*DOCUMENT SEGMENT*
** begin **

Because of the way the rolling checksum works, chunks tend to be very
stable across changes to a given file, including adding, deleting, and
changing bytes.
For example, if you use bup split
to back up an XML dump
of a database, and the XML file changes slightly from one run to the
next, nearly all the data will still be deduplicated and the size of
each backup after the first will typically be quite small.
Another technique is to pipe the output of the tar
(1) or
cpio
(1) programs to bup split
. When individual
files in the tarball change slightly or are added or removed, bup still
processes the remainder of the tarball efficiently. (Note that
bup save
is usually a more efficient way to accomplish
this, however.)
To get the data back, use bup-join
(1).
MODES
These options select the primary behavior of the command, with -n
being the most likely choice.
- -n, --name=name
-
after creating the dataset, create a git branch named name so
that it can be accessed using that name. If name already
exists, the new dataset will be considered a descendant of the old
name. (Thus, you can continually create new datasets with the
same name, and later view the history of that dataset to see how it has
changed over time.) The original data will also be available as a
top-level file named “data” in the VFS, accessible via
bup fuse
, bup ftp
, etc.
- -t, --tree
-
output the git tree id of the resulting dataset.
- -c, --commit
-
output the git commit id of the resulting dataset.
- -b, --blobs
-
output a series of git blob ids that correspond to the chunks in the
dataset. Incompatible with -n, -t, and -c.
- --noop
-
read the data and split it into blocks based on the “bupsplit” rolling
checksum algorithm, but don’t store anything in the repo. Can be
combined with -b or -t to compute (but not store) the git blobs or tree
ids for the dataset. This is mostly useful for benchmarking and
validating the bupsplit algorithm. Incompatible with -n and -c.

** end **

*RECORD EXCERPTS*
** begin **

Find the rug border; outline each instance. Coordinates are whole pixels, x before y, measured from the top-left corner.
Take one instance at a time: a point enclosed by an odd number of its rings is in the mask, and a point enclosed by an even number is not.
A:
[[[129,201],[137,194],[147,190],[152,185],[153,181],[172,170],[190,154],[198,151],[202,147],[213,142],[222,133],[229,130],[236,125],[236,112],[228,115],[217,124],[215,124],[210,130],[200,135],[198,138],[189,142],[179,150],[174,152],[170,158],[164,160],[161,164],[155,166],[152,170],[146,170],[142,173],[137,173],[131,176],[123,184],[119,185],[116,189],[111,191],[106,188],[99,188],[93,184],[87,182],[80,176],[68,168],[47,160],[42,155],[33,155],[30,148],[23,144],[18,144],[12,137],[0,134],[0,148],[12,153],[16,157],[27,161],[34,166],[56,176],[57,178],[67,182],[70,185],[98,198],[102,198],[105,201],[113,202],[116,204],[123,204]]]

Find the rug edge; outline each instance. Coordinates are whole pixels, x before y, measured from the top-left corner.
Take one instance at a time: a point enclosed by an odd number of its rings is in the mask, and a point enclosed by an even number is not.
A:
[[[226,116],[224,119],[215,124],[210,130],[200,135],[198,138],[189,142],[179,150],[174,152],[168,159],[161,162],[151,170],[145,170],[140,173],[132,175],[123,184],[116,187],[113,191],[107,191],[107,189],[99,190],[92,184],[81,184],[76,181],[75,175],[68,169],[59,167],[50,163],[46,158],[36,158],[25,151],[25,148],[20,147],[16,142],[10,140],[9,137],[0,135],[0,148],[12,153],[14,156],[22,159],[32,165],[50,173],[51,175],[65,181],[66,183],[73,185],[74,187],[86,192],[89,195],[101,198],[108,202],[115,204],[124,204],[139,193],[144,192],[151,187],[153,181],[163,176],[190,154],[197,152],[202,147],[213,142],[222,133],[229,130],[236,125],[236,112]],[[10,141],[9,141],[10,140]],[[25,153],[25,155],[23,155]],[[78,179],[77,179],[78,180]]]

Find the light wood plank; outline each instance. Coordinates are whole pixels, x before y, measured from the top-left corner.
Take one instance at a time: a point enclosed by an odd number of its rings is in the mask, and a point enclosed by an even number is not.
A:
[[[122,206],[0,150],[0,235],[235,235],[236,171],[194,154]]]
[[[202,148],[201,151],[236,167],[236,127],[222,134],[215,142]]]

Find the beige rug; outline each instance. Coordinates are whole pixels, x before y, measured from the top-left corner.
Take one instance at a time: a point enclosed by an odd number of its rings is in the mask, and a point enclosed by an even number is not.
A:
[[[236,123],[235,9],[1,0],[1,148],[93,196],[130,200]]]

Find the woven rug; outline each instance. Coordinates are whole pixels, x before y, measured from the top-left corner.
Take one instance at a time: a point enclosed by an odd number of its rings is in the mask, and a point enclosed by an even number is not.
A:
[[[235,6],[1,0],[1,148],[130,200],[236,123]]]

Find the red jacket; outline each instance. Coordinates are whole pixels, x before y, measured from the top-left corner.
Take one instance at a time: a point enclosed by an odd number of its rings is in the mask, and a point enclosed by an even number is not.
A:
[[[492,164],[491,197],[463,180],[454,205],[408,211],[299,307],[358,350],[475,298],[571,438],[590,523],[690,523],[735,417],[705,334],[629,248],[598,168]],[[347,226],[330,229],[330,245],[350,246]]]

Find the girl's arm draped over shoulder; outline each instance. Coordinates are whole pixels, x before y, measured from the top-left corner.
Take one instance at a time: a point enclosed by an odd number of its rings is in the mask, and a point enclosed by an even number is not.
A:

** end **

*PROBLEMS AND TASKS*
[A] In the bup split excerpt, copy the stretch from "- -c, --commit" through "-t, and -c.", changing "blob ids" to "object ids".
[B] According to the bup split excerpt, what does the -t, --tree option output?
[C] Please list every option described under MODES in the bup split excerpt.
The lines are material separate from the bup split excerpt.

*ANSWERS PER TASK*
[A]
- -c, --commit
-
output the git commit id of the resulting dataset.
- -b, --blobs
-
output a series of git object ids that correspond to the chunks in the
dataset. Incompatible with -n, -t, and -c.

[B] The git tree id of the resulting dataset.

[C]
-n, --name=name
-t, --tree
-c, --commit
-b, --blobs
--noop